説明

撮像装置における光学系調整治具及び該治具を使用する光学系調整方法

【課題】イメージセンサの位置を安価で高精度に調整することができる、治具を使用する撮像装置における光学系調整方法を提供する。
【解決手段】少なくとも一端側が断面円形とされる棒状部と、棒状部の一端側先端に設けられ、棒状部の軸心と平行で、かつ軸心と偏心して配置される断面円形のピン部と、を備えてなる治具を使用する光学系調整方法であって、第一の部材と第二の部材の相対的位置を調整する撮像装置における光学系調整方法において、第一の部材には調整治具における棒状部の断面円形部分が挿入される孔が形成され、かつ第二の部材にはピン部が挿入される凹部が形成されており、第一の部材と第二の部材を所定の関係に配置し、第一の部材に形成される孔に棒状部の断面円形部分を挿入し、かつ第二の部材に形成される凹部にピン部を挿入して、棒状部の断面円形部分とピン部の何れか一方を軸として回転させることで、第一の部材と第二の部材の相対的位置を調整することを特徴とする。

【発明の詳細な説明】
【技術分野】
【0001】
本発明は、撮像装置における光学系調整治具及び該治具を使用する光学系調整方法に関する。
【背景技術】
【0002】
固体撮像素子を使用したテレビカメラや画像読取装置(スキャナ)などの撮像装置には、一般にCCD(Charge Coupled Device)イメージセンサが利用されている。これら撮像装置は、レンズを備えたレンズ筒(鏡筒)103と、該レンズを通して像を読み取るイメージセンサ105と、該イメージセンサ105を固定する取付基板104から構成され、組み立て時に、イメージセンサ105の位置の調整が行われるものである(特許文献1参照)。
【0003】
図14及び図15は、特許文献1に記載されたイメージセンサ105の位置調整方法を示す。
特許文献1に記載のものは、イメージセンサ105の取付基板104が、イメージセンサ105の主走査方向と同一の横方向(X軸方向)、及び上下方向(Y軸方向)に移動可能であり、またレンズの光軸(L軸)を中心に回転可能な構造となっている。そして、レンズの光軸に対しほぼ直角に配置された取付基板104にイメージセンサ105を固定した後、該イメージセンサ105によるパターン132の読み取りが行われ、該読み取り情報に基づいて取付基板104を移動させイメージセンサ105の位置を調整するものである。

◆ 取り組む課題 ◆
(1) 撮像装置の光学系調整に関する本文抜粋について、次の問いに答えなさい。
(a) 治具のピン部は、棒状部の軸心に対してどのように配置されるか。
(b) 背景技術の説明によると、固体撮像素子を使用した撮像装置に一般に利用されているイメージセンサは何か。
(c) 特許文献1に記載のものでは、取付基板104はどの方向に移動可能か。
(2) 撮像装置の光学系調整に関する本文抜粋を、最後の文の後から書き継ぎなさい。

画像位置ラベル付け資料

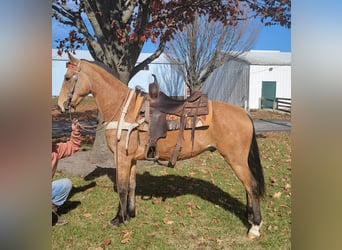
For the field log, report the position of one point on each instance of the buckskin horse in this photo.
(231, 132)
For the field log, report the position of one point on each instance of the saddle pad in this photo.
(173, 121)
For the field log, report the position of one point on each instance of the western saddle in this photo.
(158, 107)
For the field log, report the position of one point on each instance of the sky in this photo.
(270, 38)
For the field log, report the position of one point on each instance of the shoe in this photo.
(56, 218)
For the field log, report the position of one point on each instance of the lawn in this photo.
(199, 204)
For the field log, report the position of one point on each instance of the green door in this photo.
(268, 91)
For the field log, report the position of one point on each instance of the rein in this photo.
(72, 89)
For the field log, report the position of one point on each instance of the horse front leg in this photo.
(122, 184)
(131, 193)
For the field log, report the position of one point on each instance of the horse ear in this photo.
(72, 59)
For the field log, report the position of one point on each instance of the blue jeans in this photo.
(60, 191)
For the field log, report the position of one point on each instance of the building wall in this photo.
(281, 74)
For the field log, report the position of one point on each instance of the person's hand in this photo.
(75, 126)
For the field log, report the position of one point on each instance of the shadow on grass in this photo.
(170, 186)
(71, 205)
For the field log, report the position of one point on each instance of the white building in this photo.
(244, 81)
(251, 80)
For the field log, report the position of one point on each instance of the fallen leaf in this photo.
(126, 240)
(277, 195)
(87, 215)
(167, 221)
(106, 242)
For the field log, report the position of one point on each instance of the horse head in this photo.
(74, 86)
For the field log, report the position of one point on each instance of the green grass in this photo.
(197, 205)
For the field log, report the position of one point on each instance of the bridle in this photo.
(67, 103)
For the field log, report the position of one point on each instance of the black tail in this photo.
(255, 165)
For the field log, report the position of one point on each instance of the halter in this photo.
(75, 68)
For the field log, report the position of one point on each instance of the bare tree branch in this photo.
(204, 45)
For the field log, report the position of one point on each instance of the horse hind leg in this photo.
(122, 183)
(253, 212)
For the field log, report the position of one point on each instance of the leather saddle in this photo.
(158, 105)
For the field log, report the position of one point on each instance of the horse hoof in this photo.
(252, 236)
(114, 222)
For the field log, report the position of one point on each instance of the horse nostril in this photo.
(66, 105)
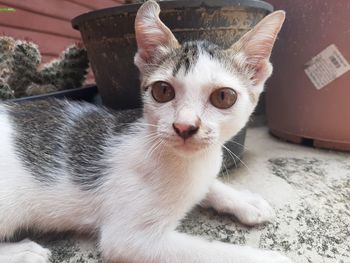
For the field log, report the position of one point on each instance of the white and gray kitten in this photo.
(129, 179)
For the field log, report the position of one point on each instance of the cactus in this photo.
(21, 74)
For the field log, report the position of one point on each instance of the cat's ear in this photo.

◆ 課題の解答 ◆
(1)
(a) 棒状部の軸心と平行で、かつ軸心と偏心して配置される。
(b) CCD(Charge Coupled Device)イメージセンサ。
(c) イメージセンサ105の主走査方向と同一の横方向(X軸方向)、及び上下方向(Y軸方向)。

(2)
【0004】
図14に記載の方法は、例えばオシロスコープを見ながら、ねじ106及びレンチ107を使って手作業により取付基板104を移動させイメージセンサ105の位置の調整を行うものである。
一方、図15に記載の方法は、前記取付基板104をX軸方向、Y軸方向へ移動させ、またL軸を中心として回転させるパルスモータ120〜122をそれぞれ配置するものであり、イメージセンサ105による調整パターン132の読み取り情報に基づいて当該パルスモータ120〜122を駆動制御し取付基板104を移動させ、イメージセンサ105の位置を調整するものである。
【0005】
しかしながら、図14に記載の手動による調整方法では、イメージセンサの位置調整精度は50μm程度であり、それ以上の高精度の調整は望めない。
また、図15に記載のパルスモータを利用した自動調整方法では、装置が大型化したり高価になるという問題がある。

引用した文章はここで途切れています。